### Texto da página
- - -

Silva: É uma pergunta interessante. Existe propriedade intelectual a todo e qualquer momento. A questão de se é 6G ou não é que durante um tempo existe a incerteza sobre aquilo ser 6G ou não. Então, se desenvolvo uma aplicação visionando que pode fazer parte do 6G, às vezes, no documento da patente, escrevo alguma coisa nesse sentido. No entanto, se realmente vai ser parte, isso só será decidido no futuro, quando a padronização começar.

Tele.Síntese: E você vai participar da padronização do 6G?

Silva: Não sei responder isso ainda. Existe uma negociação em andamento com a minha mulher e os gerentes da Ericsson, porque a demanda de viagens é grande. É um tempo estressante. É possível que sim, mas não posso confirmar ainda.

Tele.Síntese: Como você avalia o risco de disputas geopolíticas atrapalharem a definição de um padrão global para o 6G?

Silva: Acredito que parte do sucesso das nossas tecnologias vem do fato de trabalharmos com sistemas globais. Quando começaram essas discussões geopolíticas, como eu havia trabalhado na padronização do 5G, entendia que havia um equívoco na forma como isso é reportado. E parte do sucesso do sistema se deve à economia de escala, que permite construir um equipamento para vendê-lo para diferentes mercados. A alocação das frequências, de certa forma, é governada por diferentes países, mas há uma tentativa de harmonizá-las para que os equipamentos tenham economias de escala.

Se você fragmenta, será preciso, por exemplo, dividir os engenheiros em três grupos para trabalhar em três padrões. Perde-se uma massa crítica de cérebro pensante, tem que criar três linhas de produção, o custo vai lá para cima. Ou seja, é ruim para todo mundo. Seria uma decisão puramente política com benefícios questionáveis. Essa é uma posição não só da Ericsson, mas de qualquer um que esteja na indústria de telecom nos últimos 20 anos.

Tele.Síntese: As disputas geopolíticas influenciam o trabalho dos pesquisadores, no sentido de que as patentes desenvolvidas fiquem com uma fatia maior do mercado?

Silva: É importante entender que a patente é um reflexo do investimento em pesquisa e desenvolvimento. No grupo, o 3GPP, não conversamos sobre as patentes, mas sobre as tecnologias, visando encontrar um sistema com as melhores soluções. Então, é um equívoco pensar que, no momento da padronização, há uma discussão sobre qual patente vai entrar. Isso não acontece. Nós, engenheiros, nem sequer falamos sobre patentes, só sobre problemas e soluções, tentando chegar a um consenso para o sistema.

Tele.Síntese: Como funciona o financiamento de patentes?

Silva: Existem duas lógicas relacionadas a patentes. A primeira é de proteger e não deixar ninguém usar. Entretanto, no caso de telecom, em particular as patentes essenciais, é um pouco diferente, porque se trata de uma patente de comunicação. É uma tecnologia que visa que um terminal se comunique com a torre. Então, o objetivo é licenciar para que outros possam desenvolver produtos utilizando essas patentes – só que essa tecnologia ainda é minha. Investi em pesquisa e desenvolvimento, parte deu certo, parte não deu. A parte que deu é licenciada com a expectativa de retorno justo para financiar as pesquisas posteriores.

- - -

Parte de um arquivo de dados
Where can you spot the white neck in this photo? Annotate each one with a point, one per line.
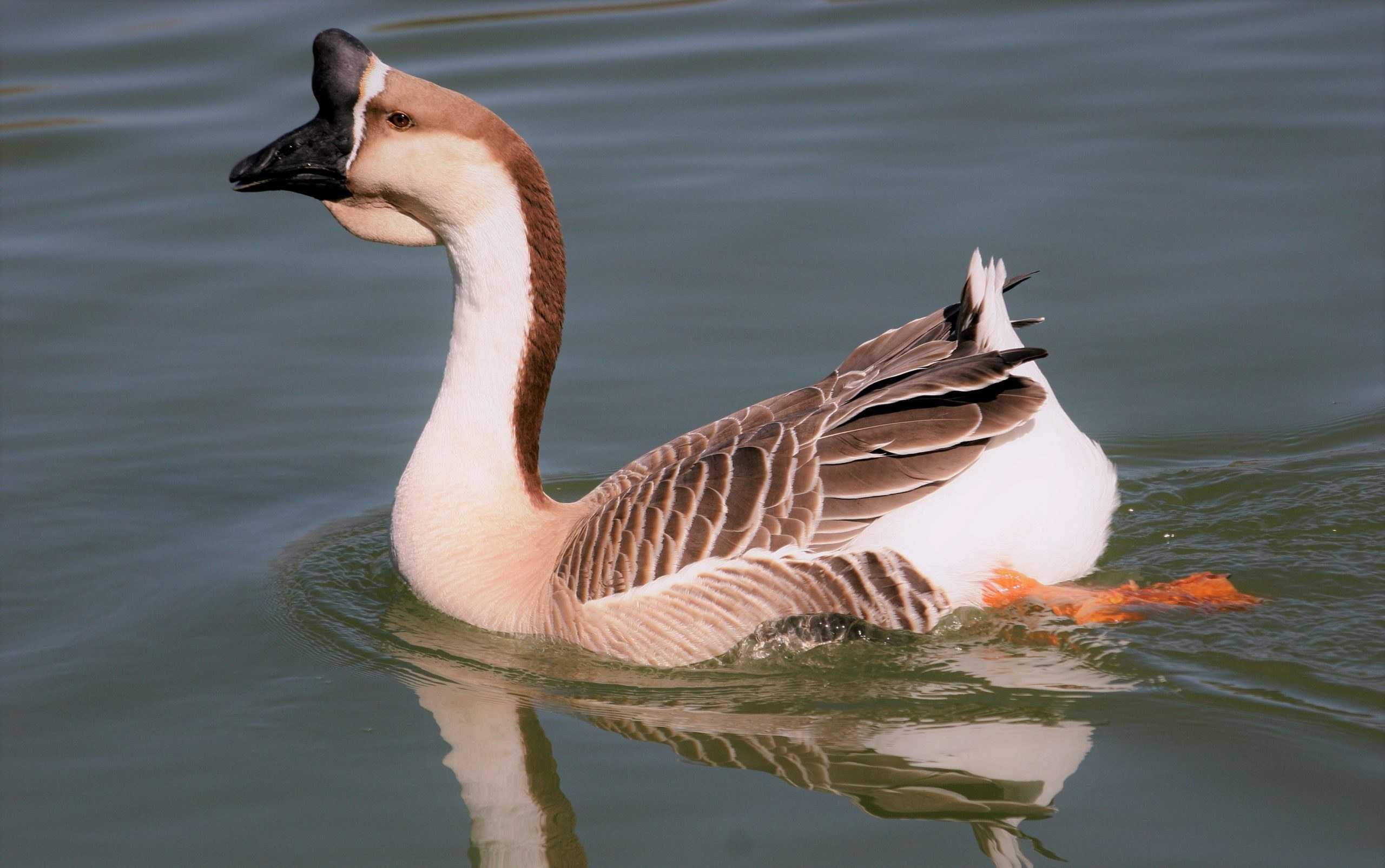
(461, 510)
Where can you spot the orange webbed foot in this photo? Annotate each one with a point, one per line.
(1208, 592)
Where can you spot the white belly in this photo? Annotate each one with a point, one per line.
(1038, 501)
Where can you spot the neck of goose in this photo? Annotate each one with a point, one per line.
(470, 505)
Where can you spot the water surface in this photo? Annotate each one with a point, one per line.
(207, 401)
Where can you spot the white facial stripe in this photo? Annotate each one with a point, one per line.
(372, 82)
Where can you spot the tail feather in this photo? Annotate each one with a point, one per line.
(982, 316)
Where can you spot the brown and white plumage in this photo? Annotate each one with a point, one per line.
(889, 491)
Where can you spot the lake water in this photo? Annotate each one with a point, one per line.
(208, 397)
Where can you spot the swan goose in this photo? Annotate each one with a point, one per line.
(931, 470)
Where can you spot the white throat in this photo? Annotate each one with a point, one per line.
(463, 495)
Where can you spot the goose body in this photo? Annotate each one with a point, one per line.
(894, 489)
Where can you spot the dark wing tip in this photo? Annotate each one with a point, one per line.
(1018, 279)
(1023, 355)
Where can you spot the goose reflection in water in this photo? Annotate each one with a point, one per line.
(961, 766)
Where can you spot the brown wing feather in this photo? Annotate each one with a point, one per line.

- - -

### Objetivo da tarefa
Reescreva de forma mais curta o parágrafo da entrevista que começa com "Se você fragmenta", mantendo seus fatos principais. Os registros não têm nenhum papel aqui.

### Exercício resolvido
Fragmentar obrigaria, por exemplo, a dividir os engenheiros em três grupos para trabalhar em três padrões. Isso faria perder massa crítica, exigiria três linhas de produção e elevaria muito o custo, o que é ruim para todos. Seria uma decisão puramente política, com benefícios questionáveis. Essa posição é da Ericsson e de qualquer um que esteja na indústria de telecom nos últimos 20 anos.